About this exercise:
Repeat every entry word for word, skipping the pictures.

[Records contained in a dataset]
- Opening Delimiter -

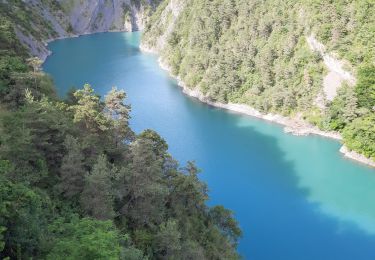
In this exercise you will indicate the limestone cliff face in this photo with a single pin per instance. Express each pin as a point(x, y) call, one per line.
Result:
point(66, 18)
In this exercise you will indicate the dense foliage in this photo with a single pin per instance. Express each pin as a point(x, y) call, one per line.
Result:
point(77, 183)
point(255, 52)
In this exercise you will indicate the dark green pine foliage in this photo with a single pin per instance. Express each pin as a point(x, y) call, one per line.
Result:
point(77, 183)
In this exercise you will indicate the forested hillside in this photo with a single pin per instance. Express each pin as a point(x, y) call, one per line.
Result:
point(39, 20)
point(77, 183)
point(256, 53)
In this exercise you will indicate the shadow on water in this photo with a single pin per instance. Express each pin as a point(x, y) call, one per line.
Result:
point(264, 188)
point(294, 197)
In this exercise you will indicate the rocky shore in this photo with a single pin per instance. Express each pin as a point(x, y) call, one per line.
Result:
point(296, 126)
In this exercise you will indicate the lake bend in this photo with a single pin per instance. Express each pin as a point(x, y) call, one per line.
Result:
point(294, 197)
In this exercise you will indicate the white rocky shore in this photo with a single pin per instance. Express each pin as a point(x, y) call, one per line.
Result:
point(295, 126)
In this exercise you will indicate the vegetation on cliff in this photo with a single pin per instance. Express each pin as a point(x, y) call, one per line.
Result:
point(255, 52)
point(77, 183)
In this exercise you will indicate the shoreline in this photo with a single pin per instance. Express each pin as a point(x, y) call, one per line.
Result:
point(47, 41)
point(294, 126)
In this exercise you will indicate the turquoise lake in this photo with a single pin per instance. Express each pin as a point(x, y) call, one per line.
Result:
point(295, 197)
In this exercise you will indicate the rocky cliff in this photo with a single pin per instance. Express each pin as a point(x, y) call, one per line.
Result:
point(66, 18)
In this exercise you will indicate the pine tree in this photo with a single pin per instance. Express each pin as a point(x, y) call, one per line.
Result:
point(72, 172)
point(97, 196)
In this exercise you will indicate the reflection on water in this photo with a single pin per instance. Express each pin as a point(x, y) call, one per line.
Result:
point(295, 197)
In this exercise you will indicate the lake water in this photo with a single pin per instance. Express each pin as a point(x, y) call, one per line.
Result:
point(295, 197)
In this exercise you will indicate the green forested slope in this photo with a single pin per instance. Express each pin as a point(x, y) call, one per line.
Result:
point(255, 52)
point(77, 183)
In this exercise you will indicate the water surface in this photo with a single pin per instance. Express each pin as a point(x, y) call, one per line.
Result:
point(295, 197)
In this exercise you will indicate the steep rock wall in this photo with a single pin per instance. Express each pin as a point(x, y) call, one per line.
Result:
point(67, 18)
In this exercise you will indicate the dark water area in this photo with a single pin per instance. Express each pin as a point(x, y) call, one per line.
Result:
point(295, 197)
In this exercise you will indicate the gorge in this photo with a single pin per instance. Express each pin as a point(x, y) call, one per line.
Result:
point(286, 191)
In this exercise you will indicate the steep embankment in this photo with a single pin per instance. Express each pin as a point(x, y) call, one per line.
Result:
point(279, 60)
point(60, 19)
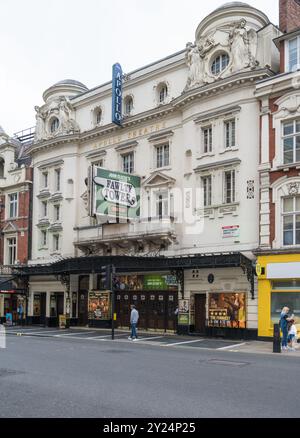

- Closing Delimiter -

Solution:
In this exercise you will indicate the limestone cliff face in this photo with a single pin per instance. Express each pin as a point(x, y) call, one per line.
Result:
point(66, 18)
In this exercise you will indicate the dense foliage in this photo with a single pin per instance. Express each pin as a point(x, y) call, one per line.
Result:
point(77, 183)
point(255, 52)
In this exercise you will indicate the dark green pine foliage in this photo with a single pin per instance. Express each pin as a point(x, y) call, one per line.
Result:
point(77, 183)
In this exercise you will indicate the forested hillside in this photo with a single pin per instance. Express each pin as a point(x, y) call, one per line.
Result:
point(39, 20)
point(77, 183)
point(256, 53)
In this exercise you will indicate the shadow on water in this photo with a single pin per instance. Express each pin as a point(x, y) call, one per line.
Result:
point(264, 188)
point(294, 197)
In this exercise you will indicate the rocky shore in this photo with a single pin per instance. Express each pin as a point(x, y) call, one per line.
Result:
point(296, 126)
In this exercise you will indicate the lake bend in this photo with a single pin per instance. Express each pin as a point(x, y) call, one per line.
Result:
point(294, 197)
In this exercise you will indicate the white rocky shore in this photo with a single pin per instance. Express each pin as a point(x, y) call, one per line.
Result:
point(295, 126)
In this exercise you will indicate the vegetation on cliff in this photo with a single pin per instance. Express each pin as a point(x, y) call, one per line.
Result:
point(255, 52)
point(77, 183)
In this exercise you will indicate the shoreline in this photo with a single pin per instance. Express each pin as a point(x, y) call, one per line.
Result:
point(47, 41)
point(294, 126)
In this exercise you will indicate the turquoise lake in this photo with a single pin per instance. Express each pin as a point(x, y) call, one per line.
Result:
point(295, 197)
In this exercise you will indicate the rocky cliff in this photo with a single pin per instance. Express each pin as a point(x, y) call, one per line.
Result:
point(66, 18)
In this exercise you will indicate the pine tree in this photo with a single pin per instance. Express each pin as a point(x, y) call, one per line.
Result:
point(72, 172)
point(97, 196)
In this exercise you will indicate the reflection on water in this photo with a single pin per instance. Express each pin as a point(x, y) call, one per line.
Result:
point(295, 197)
In this exercise you will indicate the lake water in this photo with a single pin per instance. Express each pin as a point(x, y) call, one per line.
Result:
point(295, 197)
In this exercise you will indicate the green forested slope in this photo with a single pin per instance. Express each pin as a point(x, y) call, one per line.
Result:
point(255, 52)
point(77, 183)
In this exercise you will indicate the water surface in this photo with a single pin per instance. Express each pin as a point(x, y) call, one per line.
Result:
point(295, 197)
In this exercise you will indicate the steep rock wall in this photo with a single pin per instance. Express each pin as a point(x, y) call, one per line.
Result:
point(67, 18)
In this exercise you will indicate the dark water area in this photo with a single pin per instance. Express each pin as a point(x, y) call, one per line.
Result:
point(295, 197)
In this exercise you will indicate the gorge in this photo with a single pin per instance. Express each pin as a point(x, y) call, one per line.
Result:
point(286, 191)
In this exercise you will indicate the steep embankment in this photo with a single pin per instance. Express each pin as a point(x, y) call, one per line.
Result:
point(279, 60)
point(60, 19)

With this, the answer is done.